### Stated task
Write out everything in the acceptable use policy below from "Amherst College supports" down to "and its constituents.", word for word.

### Passage to read
Amherst College supports an extensive information-technology environment for faculty, staff, students, and other members of the college community. The college's general policies and codes of conduct apply to the electronic environment just as they apply in all other college settings. This Acceptable Use Policy (AUP) supplements these existing standards by describing the special rights and responsibilities that attach to use of the college's “E-Resources” (as defined below). The policy also explains the roles of those charged with maintaining, operating, and overseeing college E-Resources.
The entire community's cooperation helps to ensure that high-quality E-Resources remain available for the many endeavors of the college and its constituents.
This Policy applies to all information-technology and other electronic resources of the college (“E-Resources”), including without limitation:
- All computers, systems, equipment, software, networks, and computer facilities owned, managed, or maintained by the college for the handling of data, voice, television, telephone, or related signals or information
- Any access or use of the college's electronic resources from a computer or other system not controlled or maintained by the college; and,
- The creation, processing, communication, distribution, storage, and disposal of information under the college’s control
Restrictions on Use
The college’s Eligibility for Accounts Policy defines the conditions under which individuals are given the privilege of using this environment. In general, users are expected to conform to the same standards of conduct when using this environment as are applicable to the use of other college facilities. The examples given below are illustrative, and are not intended to cover all possibilities. There will be a need for exceptions in some circumstances. Consult the chief information officer with questions about specific activities or exceptions. Each account is provided for the use of a specific individual, and may not be shared with or lent to others. Individuals are expected to take reasonable precautions to prevent others from using their accounts.
Examples of violations include the following:
- Giving an account password to another person
- Logging in to one’s account at a public computer, then leaving without logging out
- Providing access to the campus network to others
The college may send official correspondence to members of its community via electronic mail. Students, faculty, and staff, are expected to check their @amherst.edu email account regularly and are responsible for college information sent there. college employees are expected to use their Amherst College email account for all college-related communications. If a student elects to forward his/her @amherst.edu email to another email account, the student remains responsible for any material not received because of any defect in the forwarding mechanism or the destination account.

### Supplied information

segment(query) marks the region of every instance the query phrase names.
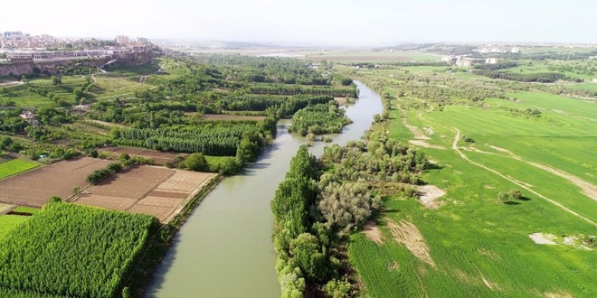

### Complete answer
Amherst College supports an extensive information-technology environment for faculty, staff, students, and other members of the college community. The college's general policies and codes of conduct apply to the electronic environment just as they apply in all other college settings. This Acceptable Use Policy (AUP) supplements these existing standards by describing the special rights and responsibilities that attach to use of the college's “E-Resources” (as defined below). The policy also explains the roles of those charged with maintaining, operating, and overseeing college E-Resources.
The entire community's cooperation helps to ensure that high-quality E-Resources remain available for the many endeavors of the college and its constituents.